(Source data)
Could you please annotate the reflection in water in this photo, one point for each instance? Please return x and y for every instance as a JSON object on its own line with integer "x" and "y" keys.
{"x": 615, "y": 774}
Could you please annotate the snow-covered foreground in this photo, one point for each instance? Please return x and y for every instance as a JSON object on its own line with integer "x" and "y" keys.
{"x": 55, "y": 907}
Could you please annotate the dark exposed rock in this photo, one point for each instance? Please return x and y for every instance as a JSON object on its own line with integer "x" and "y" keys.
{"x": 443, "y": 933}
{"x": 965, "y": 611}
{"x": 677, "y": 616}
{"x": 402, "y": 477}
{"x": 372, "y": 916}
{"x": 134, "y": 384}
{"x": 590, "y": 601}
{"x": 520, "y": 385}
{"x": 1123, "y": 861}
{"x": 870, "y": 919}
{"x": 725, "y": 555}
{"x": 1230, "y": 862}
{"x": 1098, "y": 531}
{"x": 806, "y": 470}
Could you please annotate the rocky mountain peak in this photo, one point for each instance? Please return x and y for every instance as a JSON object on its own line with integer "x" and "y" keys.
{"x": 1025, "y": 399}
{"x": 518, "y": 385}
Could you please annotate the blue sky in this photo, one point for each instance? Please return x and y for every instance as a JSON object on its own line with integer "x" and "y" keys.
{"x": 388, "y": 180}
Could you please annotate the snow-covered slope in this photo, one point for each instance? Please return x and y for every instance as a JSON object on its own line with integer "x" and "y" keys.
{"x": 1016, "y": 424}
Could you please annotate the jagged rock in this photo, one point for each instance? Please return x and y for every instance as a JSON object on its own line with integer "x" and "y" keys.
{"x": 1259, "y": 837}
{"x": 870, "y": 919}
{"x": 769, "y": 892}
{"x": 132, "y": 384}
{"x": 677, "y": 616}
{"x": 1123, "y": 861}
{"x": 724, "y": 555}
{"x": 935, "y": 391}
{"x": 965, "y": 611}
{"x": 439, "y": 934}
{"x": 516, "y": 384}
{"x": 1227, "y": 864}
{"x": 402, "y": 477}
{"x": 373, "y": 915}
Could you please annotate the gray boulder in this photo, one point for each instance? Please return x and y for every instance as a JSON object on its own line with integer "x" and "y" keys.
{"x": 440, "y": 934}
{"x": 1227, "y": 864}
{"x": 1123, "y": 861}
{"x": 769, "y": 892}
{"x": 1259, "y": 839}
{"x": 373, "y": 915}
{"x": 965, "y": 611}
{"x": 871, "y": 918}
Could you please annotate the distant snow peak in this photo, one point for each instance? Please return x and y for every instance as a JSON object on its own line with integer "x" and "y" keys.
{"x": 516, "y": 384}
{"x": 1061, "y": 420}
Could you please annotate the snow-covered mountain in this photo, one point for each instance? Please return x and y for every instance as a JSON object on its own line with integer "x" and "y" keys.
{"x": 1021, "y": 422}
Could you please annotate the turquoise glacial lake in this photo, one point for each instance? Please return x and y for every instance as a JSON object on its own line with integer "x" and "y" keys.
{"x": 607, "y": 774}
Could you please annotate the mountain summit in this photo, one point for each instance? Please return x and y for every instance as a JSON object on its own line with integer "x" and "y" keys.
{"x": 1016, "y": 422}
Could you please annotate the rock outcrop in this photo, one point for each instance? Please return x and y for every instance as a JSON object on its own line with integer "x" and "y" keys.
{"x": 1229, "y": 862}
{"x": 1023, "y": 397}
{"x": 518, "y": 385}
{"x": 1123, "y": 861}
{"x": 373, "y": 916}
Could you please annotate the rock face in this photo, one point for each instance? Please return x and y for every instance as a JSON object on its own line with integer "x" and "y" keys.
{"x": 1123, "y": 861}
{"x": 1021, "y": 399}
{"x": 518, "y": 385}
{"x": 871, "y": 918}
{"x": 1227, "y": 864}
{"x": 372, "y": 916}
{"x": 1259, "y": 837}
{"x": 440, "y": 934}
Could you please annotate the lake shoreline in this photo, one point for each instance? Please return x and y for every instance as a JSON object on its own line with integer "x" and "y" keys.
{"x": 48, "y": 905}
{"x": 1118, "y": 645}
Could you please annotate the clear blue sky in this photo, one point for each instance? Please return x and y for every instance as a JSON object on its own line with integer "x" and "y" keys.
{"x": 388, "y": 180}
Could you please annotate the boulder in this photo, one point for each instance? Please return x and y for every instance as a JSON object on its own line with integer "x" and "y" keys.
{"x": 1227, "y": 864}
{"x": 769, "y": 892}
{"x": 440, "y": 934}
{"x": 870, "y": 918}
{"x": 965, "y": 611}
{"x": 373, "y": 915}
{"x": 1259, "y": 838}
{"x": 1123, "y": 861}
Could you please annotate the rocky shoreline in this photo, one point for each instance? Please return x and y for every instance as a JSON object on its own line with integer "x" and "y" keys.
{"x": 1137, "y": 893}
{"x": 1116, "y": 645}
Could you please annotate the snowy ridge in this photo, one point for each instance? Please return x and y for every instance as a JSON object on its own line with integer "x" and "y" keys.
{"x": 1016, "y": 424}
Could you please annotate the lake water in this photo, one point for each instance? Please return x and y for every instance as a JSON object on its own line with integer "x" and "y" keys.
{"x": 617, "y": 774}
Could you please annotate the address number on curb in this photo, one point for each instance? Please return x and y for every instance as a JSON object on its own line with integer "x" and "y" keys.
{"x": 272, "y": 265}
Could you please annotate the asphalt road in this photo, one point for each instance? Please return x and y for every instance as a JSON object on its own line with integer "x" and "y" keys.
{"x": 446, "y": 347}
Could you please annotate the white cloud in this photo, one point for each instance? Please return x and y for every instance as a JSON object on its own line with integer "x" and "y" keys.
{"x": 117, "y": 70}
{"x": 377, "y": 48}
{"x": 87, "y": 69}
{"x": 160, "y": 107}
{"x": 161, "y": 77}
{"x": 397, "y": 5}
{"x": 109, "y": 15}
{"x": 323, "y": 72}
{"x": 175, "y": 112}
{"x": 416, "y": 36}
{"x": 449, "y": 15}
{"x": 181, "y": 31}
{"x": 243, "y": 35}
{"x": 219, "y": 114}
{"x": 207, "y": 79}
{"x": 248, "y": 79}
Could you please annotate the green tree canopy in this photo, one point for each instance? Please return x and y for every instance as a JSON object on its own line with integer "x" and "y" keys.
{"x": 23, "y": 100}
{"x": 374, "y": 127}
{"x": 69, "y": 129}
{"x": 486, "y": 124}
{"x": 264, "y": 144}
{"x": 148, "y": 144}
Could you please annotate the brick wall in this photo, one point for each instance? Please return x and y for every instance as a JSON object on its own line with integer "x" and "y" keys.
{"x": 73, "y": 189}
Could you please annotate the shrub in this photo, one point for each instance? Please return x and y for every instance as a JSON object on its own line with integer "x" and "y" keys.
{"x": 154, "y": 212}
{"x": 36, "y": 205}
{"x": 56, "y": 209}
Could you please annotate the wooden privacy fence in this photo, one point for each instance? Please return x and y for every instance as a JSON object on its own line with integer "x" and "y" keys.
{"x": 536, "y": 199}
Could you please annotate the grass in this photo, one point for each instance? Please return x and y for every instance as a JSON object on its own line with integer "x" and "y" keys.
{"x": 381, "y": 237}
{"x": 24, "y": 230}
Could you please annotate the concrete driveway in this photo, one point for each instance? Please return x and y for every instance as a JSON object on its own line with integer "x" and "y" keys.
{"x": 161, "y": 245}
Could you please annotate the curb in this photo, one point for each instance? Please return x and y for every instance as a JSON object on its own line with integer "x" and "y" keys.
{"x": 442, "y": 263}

• REQUIRED WORK: Return every line exactly.

• RESPONSE TO THE EXERCISE:
Could you please annotate the reflection in water in this photo, one point for each instance? Please return x and y for every instance as a JSON object on its own line with integer "x" and "y" keys.
{"x": 615, "y": 774}
Could you please annotate the snow-covered foreground in this photo, one point for each instance? Please return x and y for every instance as a JSON object on its own line with integer "x" and "y" keys.
{"x": 55, "y": 907}
Could you please annotate the dark exposed rock in this photo, one point for each instance? Please return x and y for every instance as a JSON object on its own line with integer "x" and "y" keys.
{"x": 443, "y": 933}
{"x": 965, "y": 611}
{"x": 677, "y": 616}
{"x": 402, "y": 477}
{"x": 372, "y": 916}
{"x": 134, "y": 384}
{"x": 590, "y": 601}
{"x": 520, "y": 385}
{"x": 1123, "y": 861}
{"x": 870, "y": 919}
{"x": 725, "y": 555}
{"x": 1230, "y": 862}
{"x": 1098, "y": 531}
{"x": 806, "y": 470}
Could you please annotate the rocky mountain peak in this photo, one point for each instance? Please return x and y for every instance as a JSON object on its own line with integer "x" and "y" keys.
{"x": 1025, "y": 399}
{"x": 518, "y": 385}
Could you please annotate the blue sky in this photo, one point for each instance? Please return x and y for every instance as a JSON object on its own line with integer "x" and "y" keys.
{"x": 388, "y": 180}
Could you please annotate the snow-covered slope in this photo, one point for each instance? Please return x and y for every instance as a JSON object on its own line with integer "x" and "y" keys.
{"x": 1016, "y": 424}
Could you please annotate the jagged rock in this photo, one point for each instance? Please return x and y for every instance as a JSON object on its own line with integer "x" and "y" keys.
{"x": 1259, "y": 837}
{"x": 870, "y": 919}
{"x": 769, "y": 892}
{"x": 132, "y": 384}
{"x": 677, "y": 616}
{"x": 1123, "y": 861}
{"x": 724, "y": 555}
{"x": 935, "y": 391}
{"x": 965, "y": 611}
{"x": 439, "y": 934}
{"x": 516, "y": 384}
{"x": 1227, "y": 864}
{"x": 402, "y": 477}
{"x": 373, "y": 915}
Could you please annotate the gray boulder in this photo, one point for each instance? Please return x and y for every instance as a JSON object on its own line with integer "x" and "y" keys.
{"x": 440, "y": 934}
{"x": 1227, "y": 864}
{"x": 1123, "y": 861}
{"x": 769, "y": 892}
{"x": 1259, "y": 839}
{"x": 373, "y": 915}
{"x": 965, "y": 611}
{"x": 871, "y": 918}
Could you please annotate the distant snow peak in this photo, one point for each instance? Please return x and y for every instance as a JSON object on its own line with integer "x" and "y" keys.
{"x": 516, "y": 384}
{"x": 1061, "y": 420}
Could you please annotate the snow-covered mountain in this photo, one point for each instance? Please return x and y for every instance as a JSON object on its own line with integer "x" and "y" keys.
{"x": 1021, "y": 422}
Could you please annotate the turquoise glacial lake in this photo, one point for each instance? Please return x and y for every instance as a JSON object on its own line with integer "x" and "y" keys.
{"x": 607, "y": 774}
Could you please annotate the mountain summit in this photo, one point for each instance? Please return x and y for every instance as a JSON object on its own line with integer "x" and "y" keys.
{"x": 1016, "y": 422}
Could you please annotate the rock outcrop in this photo, one point for each instance? Please return x and y for every instance as a JSON object on its own line with integer "x" and "y" keys.
{"x": 1229, "y": 862}
{"x": 1023, "y": 397}
{"x": 518, "y": 385}
{"x": 1123, "y": 861}
{"x": 373, "y": 916}
Could you please annotate the rock face in this photo, one point for each instance? Please return x and y for every instance as a JSON object on its own line with integer "x" and "y" keys.
{"x": 1123, "y": 861}
{"x": 1021, "y": 399}
{"x": 518, "y": 385}
{"x": 871, "y": 918}
{"x": 1227, "y": 864}
{"x": 372, "y": 916}
{"x": 1259, "y": 837}
{"x": 440, "y": 934}
Could you please annotate the lake shoreline in this photo, one point for each instance? Please return x and y for every instance as a JSON object on its own line with integer "x" and "y" keys.
{"x": 48, "y": 905}
{"x": 1118, "y": 645}
Could you please annotate the clear blue sky in this photo, one point for each instance? Please return x and y for every instance as a JSON object on its own line with integer "x" and "y" keys.
{"x": 388, "y": 180}
Could you please annotate the boulder in this photo, one point for each instance? Please return x and y for every instance as a JSON object on its own line with integer "x" and "y" keys.
{"x": 1227, "y": 864}
{"x": 769, "y": 892}
{"x": 440, "y": 934}
{"x": 870, "y": 918}
{"x": 965, "y": 611}
{"x": 373, "y": 915}
{"x": 1259, "y": 838}
{"x": 1123, "y": 861}
Could you please annotate the rocky shoreline in this photo, one point for each instance? Please return x and y for every instance as a JSON object on its own line with integer "x" and "y" keys.
{"x": 1137, "y": 893}
{"x": 1116, "y": 645}
Could you please annotate the snowy ridge in this photo, one point for each instance? Please return x and y for every instance as a JSON object on its own line with integer "x" and "y" keys.
{"x": 1016, "y": 424}
Could you please annotate the lake water in this photo, one point for each instance? Please return x and y for every instance as a JSON object on its own line with integer "x" and "y" keys.
{"x": 617, "y": 774}
Could you please annotate the address number on curb in this photo, one point for each instance? Please return x and y for every instance as a JSON object on its own line with integer "x" and "y" keys.
{"x": 272, "y": 265}
Could you please annotate the asphalt road in this photo, one point for each instance? Please return x and y for every instance as a JSON object on its own line with integer "x" and "y" keys.
{"x": 446, "y": 347}
Could you please annotate the white cloud in this photo, one point for each instance? Please return x and y for every instance as a JSON object on its own line with integer "x" and "y" keys.
{"x": 117, "y": 70}
{"x": 377, "y": 48}
{"x": 87, "y": 69}
{"x": 160, "y": 107}
{"x": 161, "y": 77}
{"x": 397, "y": 5}
{"x": 109, "y": 15}
{"x": 323, "y": 72}
{"x": 175, "y": 112}
{"x": 416, "y": 36}
{"x": 449, "y": 15}
{"x": 181, "y": 31}
{"x": 243, "y": 35}
{"x": 219, "y": 114}
{"x": 207, "y": 79}
{"x": 248, "y": 79}
Could you please annotate the green tree canopy in this photo, one point for each instance? Please return x and y for every instance as a JSON object on its own line with integer "x" and "y" keys.
{"x": 23, "y": 100}
{"x": 374, "y": 127}
{"x": 69, "y": 129}
{"x": 486, "y": 124}
{"x": 264, "y": 144}
{"x": 148, "y": 144}
Could you please annotate the brick wall in this photo, one point for each instance? Please return x and y for every instance as a JSON object on its own line with integer "x" and "y" keys.
{"x": 73, "y": 189}
Could you please annotate the shrub in this photo, one point for each instance? Please return x and y for every instance as a JSON object on its own line with integer "x" and "y" keys.
{"x": 154, "y": 212}
{"x": 36, "y": 205}
{"x": 56, "y": 209}
Could you please annotate the wooden privacy fence in this photo, one point for each instance? Please return x and y for every instance as a JSON object on its own line with integer "x" and "y" keys.
{"x": 536, "y": 199}
Could you please annotate the grass in this photo, one point for each instance? Please return x and y for every instance as a JSON object on its own line with integer "x" and "y" keys.
{"x": 381, "y": 237}
{"x": 24, "y": 230}
Could you please annotate the concrete driveway in this photo, one point for each instance? Please return x and y for every instance as a JSON object on its own line with integer "x" and "y" keys.
{"x": 161, "y": 245}
Could you please annotate the curb in this photo, one point for each instance? Please return x and y for every instance as a JSON object on its own line with integer "x" and "y" keys.
{"x": 442, "y": 263}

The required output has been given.